━━━ TESTO ━━━
La rappresaglia fa parte del Dna del commercio internazionale. Contro misure unilaterali che favoriscono le esportazioni di un paese contro gli altri. Ci si può rivalere per tariffe o sussidi di ogni tipo – non solo sussidi a imprese, ma anche ai consumatori per comprare, per esempio, vetture elettriche, credito a tassi preferenziali, etc… – con dazi “reciproci” compensativi per importazioni sussidiate che colpiscono i produttori europei.

Tutti gli economisti spiegano che le tariffe imposte da Trump avranno effetti inflazionistici negli Stati Uniti e depressivi per i settori a valle delle industrie favorite dalle tariffe. Prendiamo il caso dell’acciaio e alluminio mirato dal 25 % della tariffa trumpiana: chi perderà posti di lavoro in America sono le industrie automobilistiche e altre che li utilizzeranno a prezzi crescenti.
━━━ DATI DISPONIBILI ━━━
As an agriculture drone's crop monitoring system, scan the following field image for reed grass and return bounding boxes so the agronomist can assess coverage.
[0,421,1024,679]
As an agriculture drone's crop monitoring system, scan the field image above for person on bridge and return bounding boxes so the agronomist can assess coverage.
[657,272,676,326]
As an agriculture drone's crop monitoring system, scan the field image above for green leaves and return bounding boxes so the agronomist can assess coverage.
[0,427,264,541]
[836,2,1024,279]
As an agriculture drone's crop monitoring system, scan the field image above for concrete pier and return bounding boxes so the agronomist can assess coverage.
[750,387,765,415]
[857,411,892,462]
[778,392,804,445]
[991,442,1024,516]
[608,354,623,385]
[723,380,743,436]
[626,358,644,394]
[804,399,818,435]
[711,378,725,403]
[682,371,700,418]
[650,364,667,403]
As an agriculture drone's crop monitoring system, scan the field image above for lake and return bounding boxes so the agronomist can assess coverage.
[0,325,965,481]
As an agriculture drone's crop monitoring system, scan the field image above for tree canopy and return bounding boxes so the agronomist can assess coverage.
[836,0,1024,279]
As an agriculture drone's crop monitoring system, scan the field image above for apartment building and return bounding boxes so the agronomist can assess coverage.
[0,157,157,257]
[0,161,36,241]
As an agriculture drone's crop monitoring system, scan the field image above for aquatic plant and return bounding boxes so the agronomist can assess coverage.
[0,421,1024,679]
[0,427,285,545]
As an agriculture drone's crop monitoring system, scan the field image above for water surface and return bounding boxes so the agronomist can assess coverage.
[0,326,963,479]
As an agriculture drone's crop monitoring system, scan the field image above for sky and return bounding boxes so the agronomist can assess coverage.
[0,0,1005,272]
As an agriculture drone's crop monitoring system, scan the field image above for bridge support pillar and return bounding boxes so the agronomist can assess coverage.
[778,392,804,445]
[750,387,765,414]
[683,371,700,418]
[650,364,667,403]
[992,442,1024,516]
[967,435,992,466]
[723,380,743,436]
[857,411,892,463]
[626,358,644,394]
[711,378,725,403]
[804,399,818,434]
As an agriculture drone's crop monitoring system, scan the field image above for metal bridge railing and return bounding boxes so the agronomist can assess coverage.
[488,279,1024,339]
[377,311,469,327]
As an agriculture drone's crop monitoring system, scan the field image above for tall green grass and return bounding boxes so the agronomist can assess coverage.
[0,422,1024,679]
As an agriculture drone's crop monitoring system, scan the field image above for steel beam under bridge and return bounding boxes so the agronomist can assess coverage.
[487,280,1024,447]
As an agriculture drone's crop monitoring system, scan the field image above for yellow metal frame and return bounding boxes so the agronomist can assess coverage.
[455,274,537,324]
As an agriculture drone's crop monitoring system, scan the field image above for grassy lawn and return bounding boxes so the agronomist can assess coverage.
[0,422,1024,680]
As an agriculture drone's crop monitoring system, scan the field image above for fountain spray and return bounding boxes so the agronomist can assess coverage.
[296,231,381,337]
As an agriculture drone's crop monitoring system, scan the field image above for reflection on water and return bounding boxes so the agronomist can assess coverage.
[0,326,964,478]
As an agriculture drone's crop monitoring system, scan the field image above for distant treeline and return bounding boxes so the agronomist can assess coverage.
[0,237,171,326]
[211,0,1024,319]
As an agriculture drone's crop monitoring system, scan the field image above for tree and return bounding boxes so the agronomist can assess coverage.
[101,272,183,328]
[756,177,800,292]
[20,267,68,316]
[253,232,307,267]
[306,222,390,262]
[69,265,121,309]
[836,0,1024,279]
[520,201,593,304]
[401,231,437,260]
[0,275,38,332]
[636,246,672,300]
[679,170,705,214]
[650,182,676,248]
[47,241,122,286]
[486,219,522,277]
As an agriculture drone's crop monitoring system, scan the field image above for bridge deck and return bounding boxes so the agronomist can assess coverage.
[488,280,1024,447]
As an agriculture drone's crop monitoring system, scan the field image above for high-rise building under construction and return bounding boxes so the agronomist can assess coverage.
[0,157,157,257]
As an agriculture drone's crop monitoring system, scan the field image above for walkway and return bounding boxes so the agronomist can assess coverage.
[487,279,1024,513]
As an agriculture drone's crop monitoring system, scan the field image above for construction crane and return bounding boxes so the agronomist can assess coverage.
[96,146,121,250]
━━━
**COMPITO ASSEGNATO A**
Nel testo sui dazi, di quanto è la tariffa di Trump su acciaio e alluminio?
**COMPITO ASSEGNATO B**
Riporta dal testo sui dazi il brano che comincia con le parole contenenti "Tutti gli economisti" e termina con "a prezzi crescenti.".
**COMPITO ASSEGNATO C**
Secondo il testo sui dazi, per quali cose ci si può rivalere? Elencale tutte.
Per rispondere usa soltanto il testo.

**RISPOSTA ESERCIZIO A**
Il 25 %.

**RISPOSTA ESERCIZIO B**
Tutti gli economisti spiegano che le tariffe imposte da Trump avranno effetti inflazionistici negli Stati Uniti e depressivi per i settori a valle delle industrie favorite dalle tariffe. Prendiamo il caso dell’acciaio e alluminio mirato dal 25 % della tariffa trumpiana: chi perderà posti di lavoro in America sono le industrie automobilistiche e altre che li utilizzeranno a prezzi crescenti.

**RISPOSTA ESERCIZIO C**
- tariffe
- sussidi a imprese
- sussidi ai consumatori, per esempio per comprare vetture elettriche
- credito a tassi preferenziali